— Begin Task material —
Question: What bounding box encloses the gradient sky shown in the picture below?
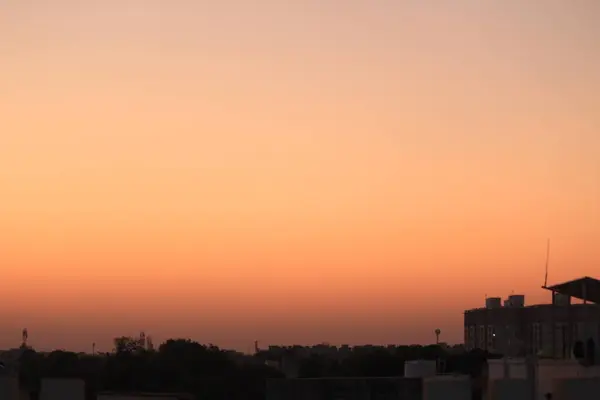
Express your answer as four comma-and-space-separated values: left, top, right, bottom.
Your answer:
0, 0, 600, 350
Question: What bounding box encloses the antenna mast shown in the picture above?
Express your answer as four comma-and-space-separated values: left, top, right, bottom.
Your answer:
544, 239, 550, 287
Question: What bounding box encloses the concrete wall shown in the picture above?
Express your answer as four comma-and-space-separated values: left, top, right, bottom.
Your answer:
266, 377, 422, 400
40, 378, 85, 400
0, 376, 20, 400
487, 379, 532, 400
423, 376, 472, 400
96, 394, 178, 400
488, 359, 600, 399
552, 378, 600, 400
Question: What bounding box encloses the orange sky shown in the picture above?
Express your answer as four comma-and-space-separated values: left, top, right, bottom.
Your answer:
0, 0, 600, 350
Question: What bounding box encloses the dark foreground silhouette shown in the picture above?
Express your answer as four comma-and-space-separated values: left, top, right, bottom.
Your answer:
19, 338, 496, 400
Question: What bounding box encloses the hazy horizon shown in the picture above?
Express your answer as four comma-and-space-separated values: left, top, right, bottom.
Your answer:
0, 0, 600, 350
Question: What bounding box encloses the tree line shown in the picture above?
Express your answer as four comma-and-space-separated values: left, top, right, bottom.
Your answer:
19, 337, 496, 400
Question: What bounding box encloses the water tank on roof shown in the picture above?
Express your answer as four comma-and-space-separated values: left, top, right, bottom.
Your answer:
485, 297, 502, 308
404, 360, 437, 378
554, 293, 571, 306
508, 294, 525, 307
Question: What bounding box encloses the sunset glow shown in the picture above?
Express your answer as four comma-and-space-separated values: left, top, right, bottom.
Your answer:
0, 0, 600, 350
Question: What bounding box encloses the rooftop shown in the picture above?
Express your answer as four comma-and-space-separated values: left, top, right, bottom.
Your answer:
542, 276, 600, 304
97, 392, 194, 400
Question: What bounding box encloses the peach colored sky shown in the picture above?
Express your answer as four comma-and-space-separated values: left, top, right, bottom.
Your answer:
0, 0, 600, 350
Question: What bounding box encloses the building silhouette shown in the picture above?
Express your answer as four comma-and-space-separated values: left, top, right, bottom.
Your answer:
464, 277, 600, 359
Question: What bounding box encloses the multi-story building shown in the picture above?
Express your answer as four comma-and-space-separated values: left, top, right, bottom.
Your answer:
464, 277, 600, 358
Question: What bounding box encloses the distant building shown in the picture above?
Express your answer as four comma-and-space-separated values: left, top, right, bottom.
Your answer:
266, 377, 423, 400
96, 392, 194, 400
464, 277, 600, 359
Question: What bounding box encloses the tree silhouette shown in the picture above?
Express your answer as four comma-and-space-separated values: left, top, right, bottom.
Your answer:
19, 336, 490, 400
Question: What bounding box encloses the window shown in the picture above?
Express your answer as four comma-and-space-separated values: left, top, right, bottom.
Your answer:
487, 325, 496, 350
532, 322, 543, 353
477, 325, 485, 349
469, 325, 475, 350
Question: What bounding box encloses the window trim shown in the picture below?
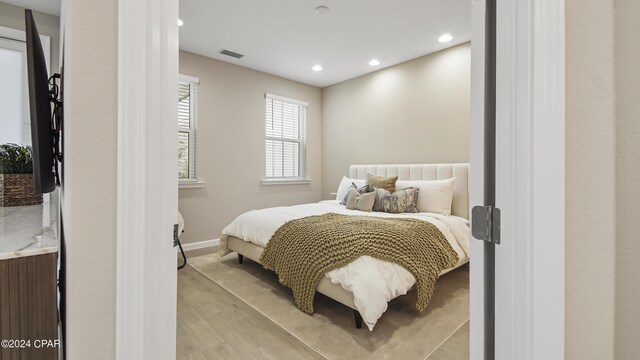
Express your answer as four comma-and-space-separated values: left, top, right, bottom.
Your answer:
260, 93, 311, 185
177, 74, 200, 183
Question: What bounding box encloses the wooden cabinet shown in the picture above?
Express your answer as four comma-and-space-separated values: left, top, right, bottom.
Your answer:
0, 252, 60, 360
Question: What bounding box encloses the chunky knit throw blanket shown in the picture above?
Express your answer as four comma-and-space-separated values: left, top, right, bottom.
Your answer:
260, 213, 458, 314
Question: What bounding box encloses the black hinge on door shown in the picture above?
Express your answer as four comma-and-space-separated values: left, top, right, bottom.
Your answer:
471, 205, 500, 244
173, 224, 180, 247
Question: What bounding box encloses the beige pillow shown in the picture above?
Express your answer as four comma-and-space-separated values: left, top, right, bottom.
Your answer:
396, 178, 456, 215
347, 188, 376, 211
373, 188, 420, 214
367, 174, 398, 193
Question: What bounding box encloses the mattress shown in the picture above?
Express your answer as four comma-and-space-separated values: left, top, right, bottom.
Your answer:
221, 200, 470, 330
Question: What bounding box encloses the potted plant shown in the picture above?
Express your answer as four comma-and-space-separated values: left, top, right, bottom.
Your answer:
0, 144, 42, 207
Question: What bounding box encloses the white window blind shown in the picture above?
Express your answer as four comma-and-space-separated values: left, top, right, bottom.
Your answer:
178, 75, 199, 181
265, 94, 308, 180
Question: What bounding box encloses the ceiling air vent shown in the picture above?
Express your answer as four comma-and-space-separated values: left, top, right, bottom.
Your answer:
220, 49, 244, 59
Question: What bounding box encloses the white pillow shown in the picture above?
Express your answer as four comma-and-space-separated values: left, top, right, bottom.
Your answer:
396, 178, 456, 215
336, 176, 366, 202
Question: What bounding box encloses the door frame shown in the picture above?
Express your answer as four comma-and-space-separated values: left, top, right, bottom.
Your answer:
470, 0, 565, 359
116, 0, 178, 359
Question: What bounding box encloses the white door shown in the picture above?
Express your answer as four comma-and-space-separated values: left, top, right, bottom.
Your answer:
471, 0, 564, 360
116, 0, 178, 360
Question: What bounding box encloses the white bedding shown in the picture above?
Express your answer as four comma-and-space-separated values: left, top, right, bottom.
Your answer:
222, 200, 469, 330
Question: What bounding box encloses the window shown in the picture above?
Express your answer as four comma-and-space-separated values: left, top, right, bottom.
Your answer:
265, 94, 308, 181
178, 75, 200, 181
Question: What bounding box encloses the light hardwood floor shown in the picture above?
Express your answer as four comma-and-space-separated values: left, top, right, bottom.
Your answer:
177, 248, 469, 360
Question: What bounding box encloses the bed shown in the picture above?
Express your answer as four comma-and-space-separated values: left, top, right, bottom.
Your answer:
221, 164, 469, 330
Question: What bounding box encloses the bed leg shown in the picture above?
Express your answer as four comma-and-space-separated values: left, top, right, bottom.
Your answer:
353, 310, 362, 329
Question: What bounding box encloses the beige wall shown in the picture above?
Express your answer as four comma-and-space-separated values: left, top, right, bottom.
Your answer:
615, 0, 640, 359
0, 2, 60, 75
566, 0, 640, 359
322, 43, 471, 199
179, 51, 322, 243
62, 0, 118, 359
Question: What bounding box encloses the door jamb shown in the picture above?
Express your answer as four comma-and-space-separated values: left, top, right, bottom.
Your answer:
116, 0, 178, 359
470, 0, 565, 359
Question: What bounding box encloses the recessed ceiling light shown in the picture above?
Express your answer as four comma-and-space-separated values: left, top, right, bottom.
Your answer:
438, 34, 453, 42
316, 6, 329, 15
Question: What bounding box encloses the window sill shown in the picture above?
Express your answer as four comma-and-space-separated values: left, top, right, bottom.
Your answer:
178, 180, 206, 189
260, 179, 311, 186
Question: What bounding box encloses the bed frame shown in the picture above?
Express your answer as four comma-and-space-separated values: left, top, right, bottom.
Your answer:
227, 164, 469, 329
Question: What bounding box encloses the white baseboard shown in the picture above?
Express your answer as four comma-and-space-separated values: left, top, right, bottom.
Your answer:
176, 239, 220, 251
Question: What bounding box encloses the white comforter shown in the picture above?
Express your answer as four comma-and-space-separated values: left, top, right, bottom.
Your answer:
222, 200, 469, 330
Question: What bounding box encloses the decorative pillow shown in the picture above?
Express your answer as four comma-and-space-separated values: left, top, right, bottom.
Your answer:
373, 188, 420, 214
336, 176, 365, 201
347, 188, 376, 211
341, 183, 371, 205
396, 178, 456, 215
367, 174, 398, 193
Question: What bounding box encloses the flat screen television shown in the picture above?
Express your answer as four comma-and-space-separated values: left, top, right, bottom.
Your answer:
25, 10, 57, 195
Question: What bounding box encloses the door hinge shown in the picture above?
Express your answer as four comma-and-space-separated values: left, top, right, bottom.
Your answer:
173, 224, 179, 247
471, 206, 500, 244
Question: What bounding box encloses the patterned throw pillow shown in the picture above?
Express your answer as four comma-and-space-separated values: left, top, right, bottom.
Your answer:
367, 174, 398, 192
341, 183, 373, 205
347, 188, 376, 211
373, 188, 420, 214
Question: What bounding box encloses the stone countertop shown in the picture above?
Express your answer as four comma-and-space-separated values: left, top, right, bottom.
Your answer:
0, 202, 58, 260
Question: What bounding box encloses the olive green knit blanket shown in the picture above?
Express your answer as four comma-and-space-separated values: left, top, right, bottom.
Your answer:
260, 213, 458, 314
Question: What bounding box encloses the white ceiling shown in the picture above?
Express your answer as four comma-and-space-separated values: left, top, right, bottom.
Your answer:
180, 0, 471, 87
0, 0, 60, 16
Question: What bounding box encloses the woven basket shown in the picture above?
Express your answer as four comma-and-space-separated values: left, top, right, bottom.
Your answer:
0, 174, 42, 207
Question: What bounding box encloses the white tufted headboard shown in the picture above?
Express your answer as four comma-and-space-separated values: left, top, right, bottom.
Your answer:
349, 164, 469, 219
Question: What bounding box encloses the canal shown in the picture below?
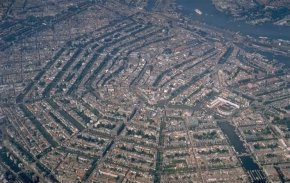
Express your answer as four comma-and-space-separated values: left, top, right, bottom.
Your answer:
218, 121, 267, 183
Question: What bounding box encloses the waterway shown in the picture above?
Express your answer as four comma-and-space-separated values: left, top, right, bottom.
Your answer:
176, 0, 290, 40
218, 121, 266, 183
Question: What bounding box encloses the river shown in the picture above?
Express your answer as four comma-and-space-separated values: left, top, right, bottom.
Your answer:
176, 0, 290, 40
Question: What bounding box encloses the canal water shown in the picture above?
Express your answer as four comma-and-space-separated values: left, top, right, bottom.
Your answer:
176, 0, 290, 67
218, 121, 266, 183
176, 0, 290, 40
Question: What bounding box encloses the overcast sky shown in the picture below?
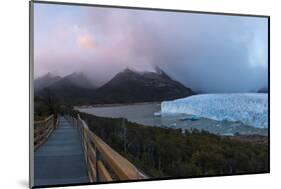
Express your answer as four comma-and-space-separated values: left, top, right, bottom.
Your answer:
34, 3, 268, 92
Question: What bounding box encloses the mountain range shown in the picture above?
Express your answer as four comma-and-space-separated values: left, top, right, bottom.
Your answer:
34, 68, 193, 105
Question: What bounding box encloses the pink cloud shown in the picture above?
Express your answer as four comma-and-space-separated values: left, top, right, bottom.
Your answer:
76, 34, 97, 50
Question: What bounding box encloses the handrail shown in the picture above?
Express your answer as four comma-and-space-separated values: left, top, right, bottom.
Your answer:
69, 115, 147, 182
34, 115, 57, 151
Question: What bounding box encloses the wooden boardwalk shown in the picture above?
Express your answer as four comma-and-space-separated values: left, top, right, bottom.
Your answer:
34, 117, 89, 186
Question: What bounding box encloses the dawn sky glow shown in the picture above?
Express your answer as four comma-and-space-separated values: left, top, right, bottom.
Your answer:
34, 3, 268, 92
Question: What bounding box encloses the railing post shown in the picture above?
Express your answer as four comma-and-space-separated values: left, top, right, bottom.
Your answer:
96, 148, 101, 182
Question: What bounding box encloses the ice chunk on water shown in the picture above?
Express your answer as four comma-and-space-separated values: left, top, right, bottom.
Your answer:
161, 93, 268, 128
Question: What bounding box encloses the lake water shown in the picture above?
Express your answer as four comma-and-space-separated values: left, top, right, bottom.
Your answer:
76, 103, 267, 135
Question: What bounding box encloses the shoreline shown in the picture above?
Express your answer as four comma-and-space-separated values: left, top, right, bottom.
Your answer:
73, 101, 162, 109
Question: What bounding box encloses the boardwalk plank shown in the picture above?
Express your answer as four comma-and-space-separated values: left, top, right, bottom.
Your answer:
34, 117, 89, 186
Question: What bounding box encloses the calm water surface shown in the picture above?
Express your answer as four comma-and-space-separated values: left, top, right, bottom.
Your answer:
76, 103, 267, 135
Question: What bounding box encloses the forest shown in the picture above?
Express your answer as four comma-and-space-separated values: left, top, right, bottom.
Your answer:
67, 111, 269, 178
34, 97, 269, 178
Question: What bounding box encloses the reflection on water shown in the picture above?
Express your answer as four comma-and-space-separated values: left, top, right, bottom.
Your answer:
77, 103, 267, 135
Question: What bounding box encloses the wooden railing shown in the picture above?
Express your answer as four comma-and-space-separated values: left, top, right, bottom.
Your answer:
68, 115, 147, 182
34, 115, 57, 150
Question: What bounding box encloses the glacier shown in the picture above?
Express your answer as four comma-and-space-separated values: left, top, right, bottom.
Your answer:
161, 93, 268, 128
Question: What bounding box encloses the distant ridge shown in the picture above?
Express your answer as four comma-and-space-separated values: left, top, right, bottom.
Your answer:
36, 67, 193, 105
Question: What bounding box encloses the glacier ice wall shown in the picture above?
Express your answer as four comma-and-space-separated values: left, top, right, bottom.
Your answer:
161, 93, 268, 128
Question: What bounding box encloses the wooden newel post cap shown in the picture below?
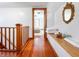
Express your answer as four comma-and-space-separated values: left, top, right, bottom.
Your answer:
16, 24, 22, 26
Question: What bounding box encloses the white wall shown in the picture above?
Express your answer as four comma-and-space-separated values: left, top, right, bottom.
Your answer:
48, 2, 79, 41
0, 7, 32, 37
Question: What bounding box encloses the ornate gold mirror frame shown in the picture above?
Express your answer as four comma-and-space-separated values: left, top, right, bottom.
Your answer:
62, 2, 75, 24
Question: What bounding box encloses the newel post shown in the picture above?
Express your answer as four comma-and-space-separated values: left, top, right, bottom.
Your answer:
— End Task material —
Copy the records above word for word, starting at the line that contains "Question: What bounding box encloses the glacier shown" and continuing through the last line of the records, leaving out any pictures.

Question: What bounding box encloses the glacier shown in the picture above?
Express your answer as four comma-and-space-separated values: left, top, right, bottom.
Your answer:
161, 93, 268, 128
Question: What bounding box encloses the distant ridge shown in the picture above?
Express your answer as four comma-and-space-separated values: left, top, right, bottom.
Your answer:
36, 67, 193, 105
Question: What bounding box encloses the glacier ice wall shown in the picture above?
Express your answer as four comma-and-space-separated values: left, top, right, bottom.
Your answer:
161, 93, 268, 128
Question: What bounding box encloses the wooden newel post cap shown in the picture below?
Express your answer as four comma-and-space-separated values: left, top, right, bottom.
Your answer:
16, 24, 22, 26
Question: What bounding box encloses the white wall shown in the picture above?
Express your answer as four comma-and-space-separated values: left, top, right, bottom.
Your answer:
48, 2, 79, 41
0, 7, 32, 37
Question: What bounding box encloses the ornate gold mirror frame shown in the picture above?
Express your answer as four comma-and-space-separated values: left, top, right, bottom.
Your answer:
62, 2, 75, 24
Question: What bounding box encloses the newel post shown in the picture above?
Express your answer as four comma-and-space-separated values: left, top, right, bottom.
Your answer:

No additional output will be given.